##### PROVIDED DATA
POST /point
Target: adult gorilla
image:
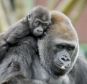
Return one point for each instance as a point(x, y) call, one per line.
point(55, 64)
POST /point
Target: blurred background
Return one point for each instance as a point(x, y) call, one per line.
point(13, 10)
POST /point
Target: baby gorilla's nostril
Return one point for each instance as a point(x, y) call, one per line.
point(65, 58)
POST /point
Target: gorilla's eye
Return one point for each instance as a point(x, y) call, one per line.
point(60, 46)
point(70, 48)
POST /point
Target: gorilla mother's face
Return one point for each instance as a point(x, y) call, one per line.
point(58, 49)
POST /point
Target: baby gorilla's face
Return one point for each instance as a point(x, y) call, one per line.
point(39, 21)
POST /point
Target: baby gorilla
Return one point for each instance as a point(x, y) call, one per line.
point(34, 24)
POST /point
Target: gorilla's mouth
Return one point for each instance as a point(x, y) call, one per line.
point(57, 71)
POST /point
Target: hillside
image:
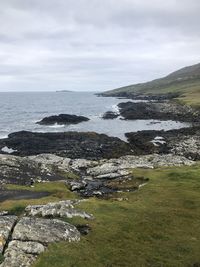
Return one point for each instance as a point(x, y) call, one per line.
point(183, 85)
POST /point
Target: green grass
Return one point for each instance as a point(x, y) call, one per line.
point(188, 90)
point(157, 226)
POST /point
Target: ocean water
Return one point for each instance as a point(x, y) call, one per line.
point(20, 111)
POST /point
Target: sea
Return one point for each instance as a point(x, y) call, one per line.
point(21, 110)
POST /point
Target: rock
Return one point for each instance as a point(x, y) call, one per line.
point(76, 185)
point(109, 115)
point(87, 145)
point(25, 170)
point(58, 209)
point(183, 142)
point(6, 194)
point(3, 212)
point(84, 229)
point(82, 164)
point(62, 119)
point(15, 258)
point(158, 111)
point(44, 230)
point(27, 247)
point(6, 225)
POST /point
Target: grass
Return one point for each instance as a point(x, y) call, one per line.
point(157, 226)
point(189, 90)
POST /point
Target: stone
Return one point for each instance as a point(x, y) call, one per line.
point(62, 119)
point(6, 225)
point(165, 110)
point(58, 209)
point(44, 230)
point(109, 115)
point(85, 145)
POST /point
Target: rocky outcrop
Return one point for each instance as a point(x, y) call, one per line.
point(107, 176)
point(22, 254)
point(183, 142)
point(6, 225)
point(59, 209)
point(26, 170)
point(87, 145)
point(44, 230)
point(23, 239)
point(109, 115)
point(62, 119)
point(158, 111)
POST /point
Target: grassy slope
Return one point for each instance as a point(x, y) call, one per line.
point(157, 226)
point(188, 88)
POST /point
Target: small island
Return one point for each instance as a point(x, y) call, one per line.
point(62, 119)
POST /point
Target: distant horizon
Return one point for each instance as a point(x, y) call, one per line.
point(94, 46)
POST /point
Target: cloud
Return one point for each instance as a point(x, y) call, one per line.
point(94, 45)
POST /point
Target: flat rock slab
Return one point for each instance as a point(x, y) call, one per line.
point(6, 225)
point(21, 194)
point(21, 254)
point(58, 209)
point(44, 230)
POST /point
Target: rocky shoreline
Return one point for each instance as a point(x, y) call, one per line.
point(62, 119)
point(88, 164)
point(23, 238)
point(158, 111)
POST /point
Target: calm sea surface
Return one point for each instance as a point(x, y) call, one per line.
point(21, 111)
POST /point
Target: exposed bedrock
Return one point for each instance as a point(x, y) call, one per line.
point(62, 119)
point(184, 142)
point(158, 111)
point(109, 115)
point(23, 238)
point(88, 145)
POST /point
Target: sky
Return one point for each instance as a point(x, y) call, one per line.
point(94, 45)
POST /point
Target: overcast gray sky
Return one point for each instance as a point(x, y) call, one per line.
point(94, 44)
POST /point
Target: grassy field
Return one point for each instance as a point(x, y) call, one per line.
point(188, 86)
point(157, 226)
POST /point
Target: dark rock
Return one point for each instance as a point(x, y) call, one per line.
point(62, 119)
point(87, 145)
point(109, 115)
point(158, 111)
point(184, 142)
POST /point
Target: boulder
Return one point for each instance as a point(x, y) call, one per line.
point(58, 209)
point(85, 145)
point(109, 115)
point(6, 225)
point(44, 230)
point(62, 119)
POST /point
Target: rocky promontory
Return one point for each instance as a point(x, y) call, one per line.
point(183, 142)
point(88, 145)
point(62, 119)
point(159, 111)
point(109, 115)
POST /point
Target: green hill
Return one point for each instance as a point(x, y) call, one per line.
point(183, 84)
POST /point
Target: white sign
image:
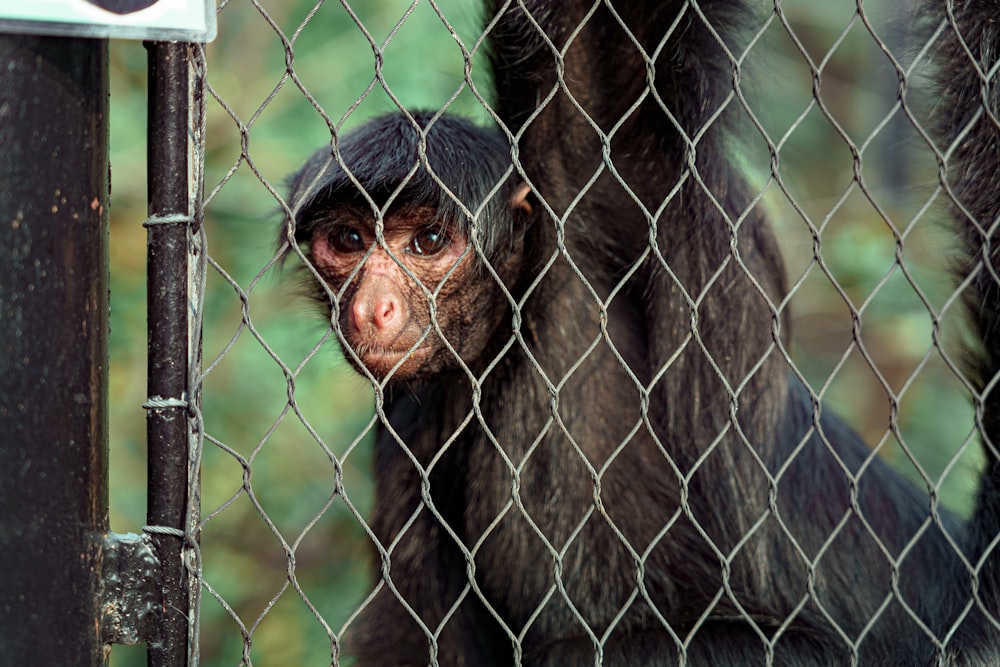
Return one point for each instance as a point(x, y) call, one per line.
point(160, 20)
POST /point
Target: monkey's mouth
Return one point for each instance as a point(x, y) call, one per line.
point(380, 361)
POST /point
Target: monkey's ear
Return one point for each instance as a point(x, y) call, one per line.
point(520, 198)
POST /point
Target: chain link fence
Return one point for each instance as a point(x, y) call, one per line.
point(288, 554)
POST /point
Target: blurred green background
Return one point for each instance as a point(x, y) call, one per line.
point(269, 475)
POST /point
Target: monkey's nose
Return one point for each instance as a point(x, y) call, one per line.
point(379, 314)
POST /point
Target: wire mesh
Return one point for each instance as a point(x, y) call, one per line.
point(831, 111)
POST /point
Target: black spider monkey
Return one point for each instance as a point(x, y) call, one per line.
point(592, 450)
##########
WHAT THE TASK ASKS ▸ Pull out each line of the records holding the string "green".

TASK ANSWER ▸
Target: green grass
Target: green hill
Target: blurred green background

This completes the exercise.